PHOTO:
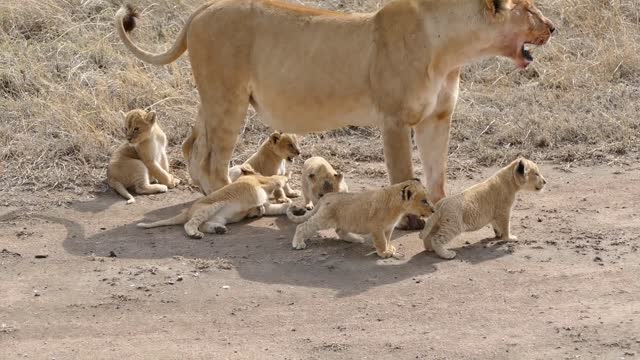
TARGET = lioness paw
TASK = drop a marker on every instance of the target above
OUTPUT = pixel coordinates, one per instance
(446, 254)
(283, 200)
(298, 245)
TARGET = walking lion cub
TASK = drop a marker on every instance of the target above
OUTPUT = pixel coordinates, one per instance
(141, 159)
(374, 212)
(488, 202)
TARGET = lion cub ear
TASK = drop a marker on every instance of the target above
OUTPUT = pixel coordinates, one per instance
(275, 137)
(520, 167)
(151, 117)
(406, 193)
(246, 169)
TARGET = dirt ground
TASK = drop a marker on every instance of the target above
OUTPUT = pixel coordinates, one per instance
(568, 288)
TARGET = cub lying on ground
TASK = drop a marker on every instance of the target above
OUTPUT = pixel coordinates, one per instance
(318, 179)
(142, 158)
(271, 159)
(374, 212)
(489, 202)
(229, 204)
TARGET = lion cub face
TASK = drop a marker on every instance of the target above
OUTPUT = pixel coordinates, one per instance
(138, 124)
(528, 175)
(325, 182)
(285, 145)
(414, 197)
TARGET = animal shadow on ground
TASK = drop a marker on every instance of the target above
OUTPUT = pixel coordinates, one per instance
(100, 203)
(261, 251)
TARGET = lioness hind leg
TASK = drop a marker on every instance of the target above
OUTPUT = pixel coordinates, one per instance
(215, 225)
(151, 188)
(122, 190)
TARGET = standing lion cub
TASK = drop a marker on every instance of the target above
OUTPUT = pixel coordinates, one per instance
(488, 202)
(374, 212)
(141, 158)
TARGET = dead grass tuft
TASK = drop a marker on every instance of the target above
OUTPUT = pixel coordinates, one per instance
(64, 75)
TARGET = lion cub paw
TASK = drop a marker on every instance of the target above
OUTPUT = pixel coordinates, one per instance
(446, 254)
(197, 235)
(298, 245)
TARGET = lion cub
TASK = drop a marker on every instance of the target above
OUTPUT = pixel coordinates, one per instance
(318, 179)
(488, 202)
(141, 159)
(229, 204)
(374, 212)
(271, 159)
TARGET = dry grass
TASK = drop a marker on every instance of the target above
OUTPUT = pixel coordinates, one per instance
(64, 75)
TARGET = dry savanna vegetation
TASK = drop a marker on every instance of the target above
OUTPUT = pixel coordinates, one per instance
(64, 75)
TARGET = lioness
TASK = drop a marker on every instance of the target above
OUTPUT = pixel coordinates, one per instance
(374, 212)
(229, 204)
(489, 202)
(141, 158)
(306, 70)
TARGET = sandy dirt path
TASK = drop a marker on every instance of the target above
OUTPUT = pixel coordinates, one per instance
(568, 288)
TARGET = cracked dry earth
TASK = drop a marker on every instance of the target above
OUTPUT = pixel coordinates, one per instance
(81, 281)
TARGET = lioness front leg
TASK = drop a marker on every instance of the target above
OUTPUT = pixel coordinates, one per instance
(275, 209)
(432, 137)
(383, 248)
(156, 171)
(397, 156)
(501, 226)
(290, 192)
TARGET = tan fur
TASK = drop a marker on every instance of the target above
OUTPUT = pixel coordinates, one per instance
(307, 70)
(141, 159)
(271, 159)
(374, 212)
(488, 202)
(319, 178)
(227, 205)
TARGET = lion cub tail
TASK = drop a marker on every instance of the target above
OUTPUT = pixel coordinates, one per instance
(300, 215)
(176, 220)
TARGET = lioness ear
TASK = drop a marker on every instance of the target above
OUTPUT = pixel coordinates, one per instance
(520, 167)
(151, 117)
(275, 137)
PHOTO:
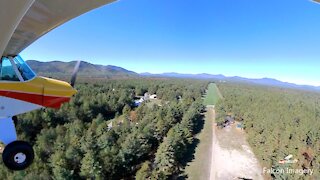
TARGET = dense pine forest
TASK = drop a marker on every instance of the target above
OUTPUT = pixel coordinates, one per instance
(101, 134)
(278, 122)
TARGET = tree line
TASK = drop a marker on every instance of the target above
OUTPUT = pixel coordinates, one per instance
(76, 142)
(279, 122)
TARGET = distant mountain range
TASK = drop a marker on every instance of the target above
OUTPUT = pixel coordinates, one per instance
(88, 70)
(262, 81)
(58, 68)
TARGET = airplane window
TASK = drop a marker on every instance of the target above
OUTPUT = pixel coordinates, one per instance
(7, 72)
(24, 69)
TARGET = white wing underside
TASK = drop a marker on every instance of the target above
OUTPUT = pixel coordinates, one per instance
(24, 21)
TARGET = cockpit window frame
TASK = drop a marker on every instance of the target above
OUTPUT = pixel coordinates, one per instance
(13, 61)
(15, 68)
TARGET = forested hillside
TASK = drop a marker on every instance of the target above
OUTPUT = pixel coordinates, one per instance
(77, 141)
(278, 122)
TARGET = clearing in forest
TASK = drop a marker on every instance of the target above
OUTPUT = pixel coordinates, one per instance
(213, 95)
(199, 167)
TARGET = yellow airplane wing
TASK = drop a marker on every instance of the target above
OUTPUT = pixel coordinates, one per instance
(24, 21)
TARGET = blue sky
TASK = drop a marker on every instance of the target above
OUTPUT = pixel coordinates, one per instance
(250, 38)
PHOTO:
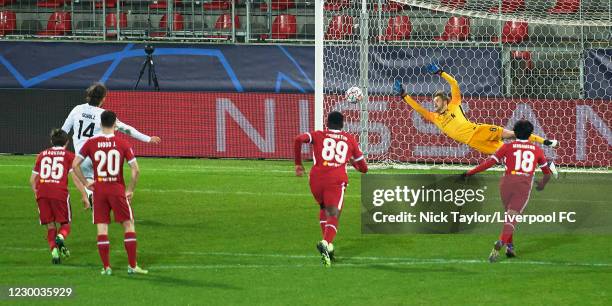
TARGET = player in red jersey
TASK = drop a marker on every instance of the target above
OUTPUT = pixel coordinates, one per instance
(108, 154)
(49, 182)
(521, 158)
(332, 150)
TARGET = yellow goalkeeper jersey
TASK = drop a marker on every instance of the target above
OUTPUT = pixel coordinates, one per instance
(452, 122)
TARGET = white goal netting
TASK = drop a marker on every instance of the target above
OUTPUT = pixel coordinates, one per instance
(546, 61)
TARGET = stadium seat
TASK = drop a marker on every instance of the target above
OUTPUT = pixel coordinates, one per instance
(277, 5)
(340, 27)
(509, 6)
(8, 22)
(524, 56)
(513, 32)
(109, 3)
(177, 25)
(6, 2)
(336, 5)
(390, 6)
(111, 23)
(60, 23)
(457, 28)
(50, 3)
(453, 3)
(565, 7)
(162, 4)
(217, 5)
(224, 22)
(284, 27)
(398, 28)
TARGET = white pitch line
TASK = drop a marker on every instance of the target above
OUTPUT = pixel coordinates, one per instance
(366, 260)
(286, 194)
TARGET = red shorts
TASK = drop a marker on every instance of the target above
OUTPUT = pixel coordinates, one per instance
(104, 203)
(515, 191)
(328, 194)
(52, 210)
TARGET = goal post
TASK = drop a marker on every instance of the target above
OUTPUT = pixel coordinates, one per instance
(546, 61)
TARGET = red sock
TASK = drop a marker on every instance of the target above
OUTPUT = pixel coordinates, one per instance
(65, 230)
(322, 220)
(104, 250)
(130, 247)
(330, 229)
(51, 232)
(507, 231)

* * *

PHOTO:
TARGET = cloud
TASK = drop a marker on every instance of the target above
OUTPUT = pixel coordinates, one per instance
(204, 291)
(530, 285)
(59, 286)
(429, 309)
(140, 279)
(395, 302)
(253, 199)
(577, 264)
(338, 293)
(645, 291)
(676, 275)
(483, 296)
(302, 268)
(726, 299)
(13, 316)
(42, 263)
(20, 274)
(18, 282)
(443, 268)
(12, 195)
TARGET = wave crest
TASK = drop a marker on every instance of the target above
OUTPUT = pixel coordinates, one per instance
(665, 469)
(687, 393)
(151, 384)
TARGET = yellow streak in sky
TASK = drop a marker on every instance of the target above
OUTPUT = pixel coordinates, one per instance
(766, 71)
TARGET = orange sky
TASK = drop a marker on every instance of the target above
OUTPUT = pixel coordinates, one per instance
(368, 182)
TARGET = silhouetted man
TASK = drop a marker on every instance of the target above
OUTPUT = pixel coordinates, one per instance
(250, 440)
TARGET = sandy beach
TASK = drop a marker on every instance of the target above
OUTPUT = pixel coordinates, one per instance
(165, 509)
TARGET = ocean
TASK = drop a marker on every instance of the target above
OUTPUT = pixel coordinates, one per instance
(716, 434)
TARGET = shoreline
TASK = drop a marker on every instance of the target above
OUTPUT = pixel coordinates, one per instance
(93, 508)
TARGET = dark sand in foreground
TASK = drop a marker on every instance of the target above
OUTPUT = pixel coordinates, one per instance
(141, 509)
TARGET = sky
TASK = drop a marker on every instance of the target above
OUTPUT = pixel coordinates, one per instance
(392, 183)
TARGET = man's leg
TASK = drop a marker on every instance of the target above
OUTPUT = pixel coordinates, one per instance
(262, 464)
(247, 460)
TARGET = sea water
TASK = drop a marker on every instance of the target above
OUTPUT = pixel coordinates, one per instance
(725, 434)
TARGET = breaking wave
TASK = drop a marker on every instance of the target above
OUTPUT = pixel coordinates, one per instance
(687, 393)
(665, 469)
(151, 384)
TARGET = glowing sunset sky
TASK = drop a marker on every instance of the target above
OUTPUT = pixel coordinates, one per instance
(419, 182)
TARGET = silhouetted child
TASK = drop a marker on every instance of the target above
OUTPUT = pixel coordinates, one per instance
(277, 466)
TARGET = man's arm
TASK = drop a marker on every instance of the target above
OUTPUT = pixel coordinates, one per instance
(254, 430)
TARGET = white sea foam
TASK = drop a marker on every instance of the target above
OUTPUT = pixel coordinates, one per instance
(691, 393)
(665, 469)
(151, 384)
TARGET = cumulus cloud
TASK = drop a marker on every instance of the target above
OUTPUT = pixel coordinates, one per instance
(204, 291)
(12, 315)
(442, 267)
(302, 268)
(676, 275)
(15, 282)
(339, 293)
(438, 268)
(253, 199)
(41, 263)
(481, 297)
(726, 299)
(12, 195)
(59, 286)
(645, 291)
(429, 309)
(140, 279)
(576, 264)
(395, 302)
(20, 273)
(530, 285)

SET PROBLEM -
Report every line of the listing above that contains the word "window", copying each line in full.

FINISHED TASK -
TARGET = airplane window
TARGET = cockpit window frame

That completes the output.